▶ [Tekst]:
++++++

You are here
Phyllonorycter quinqueguttella (Stainton, 1851)
Een vouwmijn aan de onderkant van het blad, soms is het hele bladoppervlak door de mijn ingenomen. Onderaan met een reeks fijne lengteplooitjes. Bovenaan verkleurt de mijn geelachtig. De rups spint de mijn dicht zodat die soms tot een buis kan uitgroeien. De frass wordt opgeslagen in een hoek van de mijn.
De rups maakt een los spinsel in de tegenovergesteld hoek van de mijn dan waarin de frass ligt opgeslagen. De pop steekt uit de mijn na het ontpoppen van het imago.
- Een zeer lokale soort die voornamelijk aan de kust voorkomt.
- Strikt monofaag op Salix repens.
Komt hoofdzakelijk in de kuststreek voor, vooral in de duinen met Salix repens. Verder ook waargenomen in Antwerpen en Oost-Vlaanderen.

++++++

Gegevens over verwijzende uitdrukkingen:
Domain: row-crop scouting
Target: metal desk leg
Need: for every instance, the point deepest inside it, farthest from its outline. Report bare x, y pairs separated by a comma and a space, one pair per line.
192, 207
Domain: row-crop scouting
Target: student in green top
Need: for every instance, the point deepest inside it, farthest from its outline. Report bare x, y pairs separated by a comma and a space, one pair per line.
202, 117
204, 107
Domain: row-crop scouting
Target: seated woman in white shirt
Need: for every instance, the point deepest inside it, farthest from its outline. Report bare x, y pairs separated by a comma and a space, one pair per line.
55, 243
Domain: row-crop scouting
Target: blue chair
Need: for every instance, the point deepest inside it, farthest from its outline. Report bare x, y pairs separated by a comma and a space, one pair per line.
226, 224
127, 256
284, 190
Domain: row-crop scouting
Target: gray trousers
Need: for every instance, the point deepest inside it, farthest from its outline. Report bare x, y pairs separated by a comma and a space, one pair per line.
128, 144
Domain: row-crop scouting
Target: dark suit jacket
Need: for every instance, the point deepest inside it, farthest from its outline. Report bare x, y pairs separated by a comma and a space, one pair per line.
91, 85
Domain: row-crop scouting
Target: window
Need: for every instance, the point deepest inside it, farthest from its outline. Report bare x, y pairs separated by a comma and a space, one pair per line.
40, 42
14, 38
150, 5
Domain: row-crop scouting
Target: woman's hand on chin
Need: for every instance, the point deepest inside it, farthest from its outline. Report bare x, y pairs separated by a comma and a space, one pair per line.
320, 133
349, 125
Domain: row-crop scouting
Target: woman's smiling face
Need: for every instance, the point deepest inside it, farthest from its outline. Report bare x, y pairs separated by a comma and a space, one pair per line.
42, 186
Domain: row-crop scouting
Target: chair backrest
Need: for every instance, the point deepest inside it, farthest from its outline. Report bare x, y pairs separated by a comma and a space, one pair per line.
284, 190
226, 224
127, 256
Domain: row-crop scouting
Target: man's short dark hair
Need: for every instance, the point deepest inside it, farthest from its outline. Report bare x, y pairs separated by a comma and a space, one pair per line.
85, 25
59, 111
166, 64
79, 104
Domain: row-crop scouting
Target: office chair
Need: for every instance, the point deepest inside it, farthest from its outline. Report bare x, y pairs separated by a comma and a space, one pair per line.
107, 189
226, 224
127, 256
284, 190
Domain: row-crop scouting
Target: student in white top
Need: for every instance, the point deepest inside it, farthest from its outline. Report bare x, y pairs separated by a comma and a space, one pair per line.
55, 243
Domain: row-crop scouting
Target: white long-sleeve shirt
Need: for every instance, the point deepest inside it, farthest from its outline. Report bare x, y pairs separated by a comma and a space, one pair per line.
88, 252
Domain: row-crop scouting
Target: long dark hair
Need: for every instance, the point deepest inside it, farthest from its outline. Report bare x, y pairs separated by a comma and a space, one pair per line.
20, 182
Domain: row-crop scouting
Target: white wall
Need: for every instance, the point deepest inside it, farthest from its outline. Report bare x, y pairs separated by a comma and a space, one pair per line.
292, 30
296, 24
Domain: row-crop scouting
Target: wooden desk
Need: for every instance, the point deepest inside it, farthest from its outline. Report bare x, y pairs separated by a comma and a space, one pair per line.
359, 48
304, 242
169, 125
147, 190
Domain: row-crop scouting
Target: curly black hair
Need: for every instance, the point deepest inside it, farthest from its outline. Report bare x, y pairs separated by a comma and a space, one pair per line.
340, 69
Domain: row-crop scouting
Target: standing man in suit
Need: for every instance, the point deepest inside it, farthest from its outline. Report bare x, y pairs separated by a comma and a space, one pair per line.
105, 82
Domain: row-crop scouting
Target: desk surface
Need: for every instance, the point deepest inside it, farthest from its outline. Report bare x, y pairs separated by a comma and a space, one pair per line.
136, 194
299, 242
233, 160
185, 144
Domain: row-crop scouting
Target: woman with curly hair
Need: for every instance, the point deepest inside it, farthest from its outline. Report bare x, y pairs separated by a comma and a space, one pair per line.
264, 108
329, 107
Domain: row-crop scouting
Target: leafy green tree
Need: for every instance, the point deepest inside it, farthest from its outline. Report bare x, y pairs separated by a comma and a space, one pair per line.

++++++

▶ [Reeks opdrachten]:
1. Ga na of de volgende beweringen overeenkomen met de tekst over Phyllonorycter quinqueguttella. Beantwoord elke bewering met ja of nee en citeer de woorden uit de tekst die de doorslag geven.
(a) De rups leeft op meerdere soorten waardplanten.
(b) De frass wordt in een hoek van de mijn opgeslagen.
(c) De mijn bevindt zich aan de bovenkant van het blad.
2. Geef het stuk van de tekst over Phyllonorycter quinqueguttella van "- Een zeer lokale" tot en met "Antwerpen en Oost-Vlaanderen." opnieuw weer, waarbij u "kuststreek" vervangt door "kustzone".

▶ [Lijst met antwoorden]:
1.
(a) Nee: "Strikt monofaag op Salix repens."
(b) Ja: "De frass wordt opgeslagen in een hoek van de mijn."
(c) Nee: "Een vouwmijn aan de onderkant van het blad"

2.
- Een zeer lokale soort die voornamelijk aan de kust voorkomt.
- Strikt monofaag op Salix repens.
Komt hoofdzakelijk in de kustzone voor, vooral in de duinen met Salix repens. Verder ook waargenomen in Antwerpen en Oost-Vlaanderen.